Copy, word for word, the section of the piece on the financial crisis below that begins with the words containing "Thorstein Veblen was" and ends with "within our means.".

Supplied passage ▸
________________

Yesterday morning he was saying on television that nationalisation had to be the wrong answer for Bradford & Bingley. He was looking for a market solution. Only days ago George Osborne was in favour of short selling. Yesterday at the Tory conference Cameron was seeking to blame the whole crisis on Brown.

Brown can carry a lot of blame. His own belief in neo-liberal markets was horribly misplaced. But it's nothing like the Tories, who still believe there is no crisis that cannot be solved by a subsidy for business, usually by a tax cut, and an injection of the market model into any state system. And, of course you must, they say, deregulate always.

This was the recipe that created the mess we're in. It cannot, ever, be the solution.

And then we have Boris Johnson still referring to the 'Masters of the Universe' and the need to keep them in London. The man is insane. They and their model are bringing us to their knees. The only thing they can master is greed. And yet Johnson, a sure servant of that greed, still claims we must pander their every whim. I cannot believe the depth of the intellectual void required within this brain to think this.

And he seems to share that void with Cameron and Osborne.

How did we get here? If ever there was time for a new political party based on sanity, putting people first, and ensuring we have a fair, balanced economy based on meeting the real needs of all people and at least some of their wants then this time is it.

Thorstein Veblen was right: the real economic issue is neither unlimited wants, nor even finding the mechanism to fulfil them. The real problem in our economy is the waste caused by conspicuous consumption. That is the deep-down cause of this crisis. It is the cause of our more general environmental crisis. And the issue for us now is not how to meet need. We can do that. It is how to change our perception of wants so that we can live within our means.

The Tories have no idea what this might mean, despite their talk of debt management. The reason is simple: they believe in the greed that has driven the current system. That means they can never reform it.

________________

Data extract ▸
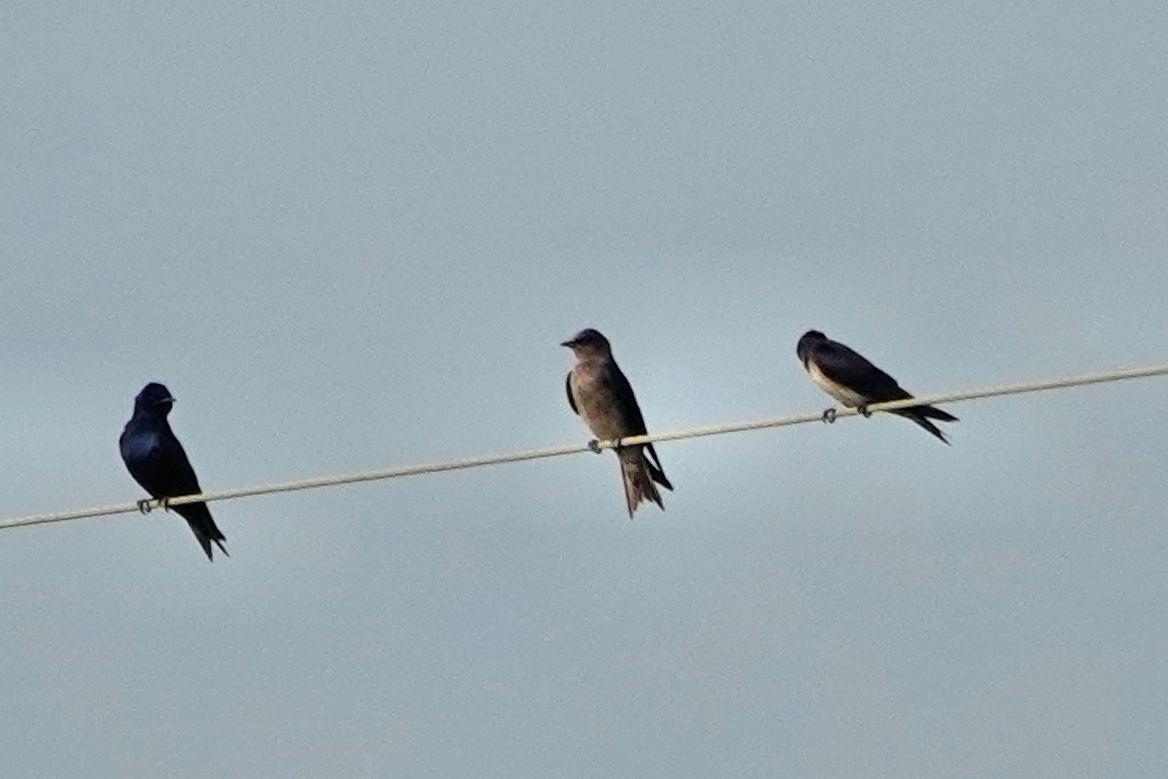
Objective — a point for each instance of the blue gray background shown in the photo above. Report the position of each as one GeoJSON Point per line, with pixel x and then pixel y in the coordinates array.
{"type": "Point", "coordinates": [353, 236]}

________________

Solution for this task ▸
Thorstein Veblen was right: the real economic issue is neither unlimited wants, nor even finding the mechanism to fulfil them. The real problem in our economy is the waste caused by conspicuous consumption. That is the deep-down cause of this crisis. It is the cause of our more general environmental crisis. And the issue for us now is not how to meet need. We can do that. It is how to change our perception of wants so that we can live within our means.